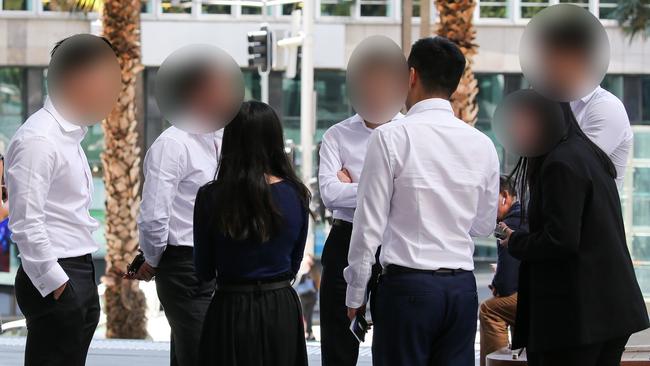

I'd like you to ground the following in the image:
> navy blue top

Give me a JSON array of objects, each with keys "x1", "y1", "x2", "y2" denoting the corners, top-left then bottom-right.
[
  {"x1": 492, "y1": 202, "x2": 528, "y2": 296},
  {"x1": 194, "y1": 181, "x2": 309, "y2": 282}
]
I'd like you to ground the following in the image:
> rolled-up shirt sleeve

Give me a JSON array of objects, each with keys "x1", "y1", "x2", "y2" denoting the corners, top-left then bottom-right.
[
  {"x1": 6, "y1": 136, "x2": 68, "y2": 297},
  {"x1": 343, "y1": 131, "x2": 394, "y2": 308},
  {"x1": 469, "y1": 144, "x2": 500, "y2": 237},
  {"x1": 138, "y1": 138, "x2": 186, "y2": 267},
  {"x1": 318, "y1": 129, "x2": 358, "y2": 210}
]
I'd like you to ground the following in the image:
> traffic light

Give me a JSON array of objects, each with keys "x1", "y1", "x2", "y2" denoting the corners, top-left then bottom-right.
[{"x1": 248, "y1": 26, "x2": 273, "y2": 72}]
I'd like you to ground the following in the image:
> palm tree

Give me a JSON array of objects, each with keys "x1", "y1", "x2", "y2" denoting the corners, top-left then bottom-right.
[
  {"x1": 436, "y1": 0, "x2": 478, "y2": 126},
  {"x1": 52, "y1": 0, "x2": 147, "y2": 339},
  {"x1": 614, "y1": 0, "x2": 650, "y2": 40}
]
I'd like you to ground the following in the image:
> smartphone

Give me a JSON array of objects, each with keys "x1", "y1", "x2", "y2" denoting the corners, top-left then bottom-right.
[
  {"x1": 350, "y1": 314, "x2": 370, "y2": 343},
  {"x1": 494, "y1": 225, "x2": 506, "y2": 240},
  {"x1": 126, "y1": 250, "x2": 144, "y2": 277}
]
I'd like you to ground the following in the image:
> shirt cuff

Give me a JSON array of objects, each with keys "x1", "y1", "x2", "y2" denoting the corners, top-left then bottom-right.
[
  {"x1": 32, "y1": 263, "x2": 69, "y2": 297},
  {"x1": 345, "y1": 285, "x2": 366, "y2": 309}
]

==

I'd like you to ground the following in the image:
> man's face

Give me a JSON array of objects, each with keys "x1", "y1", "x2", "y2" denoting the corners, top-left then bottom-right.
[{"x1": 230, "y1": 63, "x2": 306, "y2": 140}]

--

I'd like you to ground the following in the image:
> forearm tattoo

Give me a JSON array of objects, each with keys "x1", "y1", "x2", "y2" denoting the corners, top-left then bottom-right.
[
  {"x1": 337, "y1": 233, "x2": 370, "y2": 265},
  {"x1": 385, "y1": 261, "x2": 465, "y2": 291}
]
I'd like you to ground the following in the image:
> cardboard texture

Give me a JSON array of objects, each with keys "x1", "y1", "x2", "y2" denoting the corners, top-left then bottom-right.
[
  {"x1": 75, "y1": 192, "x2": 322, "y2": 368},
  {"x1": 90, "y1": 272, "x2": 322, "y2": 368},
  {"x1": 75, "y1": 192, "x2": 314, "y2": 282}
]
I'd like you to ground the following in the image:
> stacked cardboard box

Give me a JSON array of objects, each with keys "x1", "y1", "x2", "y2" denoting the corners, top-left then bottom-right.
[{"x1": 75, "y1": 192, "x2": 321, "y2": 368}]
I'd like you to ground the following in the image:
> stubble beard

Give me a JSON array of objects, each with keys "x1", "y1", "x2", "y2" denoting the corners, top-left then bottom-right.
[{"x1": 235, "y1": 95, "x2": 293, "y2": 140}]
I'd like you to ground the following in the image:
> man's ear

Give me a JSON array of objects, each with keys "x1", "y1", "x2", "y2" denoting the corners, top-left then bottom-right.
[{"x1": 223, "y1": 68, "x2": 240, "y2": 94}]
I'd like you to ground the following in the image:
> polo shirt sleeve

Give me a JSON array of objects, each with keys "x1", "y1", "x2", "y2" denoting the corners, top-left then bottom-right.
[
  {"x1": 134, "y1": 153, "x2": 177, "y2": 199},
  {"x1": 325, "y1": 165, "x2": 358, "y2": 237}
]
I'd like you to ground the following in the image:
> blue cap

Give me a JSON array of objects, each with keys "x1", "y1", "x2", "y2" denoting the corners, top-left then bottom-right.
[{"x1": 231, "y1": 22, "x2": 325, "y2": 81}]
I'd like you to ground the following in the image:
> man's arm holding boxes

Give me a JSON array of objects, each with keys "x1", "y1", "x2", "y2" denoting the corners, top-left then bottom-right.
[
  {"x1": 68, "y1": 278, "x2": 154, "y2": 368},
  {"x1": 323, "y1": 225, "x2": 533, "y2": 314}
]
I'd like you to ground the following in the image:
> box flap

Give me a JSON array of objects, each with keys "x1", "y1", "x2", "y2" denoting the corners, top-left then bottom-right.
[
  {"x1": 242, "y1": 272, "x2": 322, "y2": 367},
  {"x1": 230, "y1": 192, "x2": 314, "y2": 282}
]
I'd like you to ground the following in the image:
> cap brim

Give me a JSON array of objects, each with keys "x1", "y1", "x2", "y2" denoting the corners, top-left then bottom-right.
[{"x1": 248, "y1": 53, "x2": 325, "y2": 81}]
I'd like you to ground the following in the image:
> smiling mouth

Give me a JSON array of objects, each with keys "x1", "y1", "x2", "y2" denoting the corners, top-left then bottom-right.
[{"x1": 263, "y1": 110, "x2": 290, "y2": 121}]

▸ **YOUR INSTRUCTIONS**
Extract every line in the items above that contains the string "cardboard", copying each one in full. Treat case as significant.

▸ **SOLUTION FOR THIS TASK**
> cardboard texture
> stacked cardboard box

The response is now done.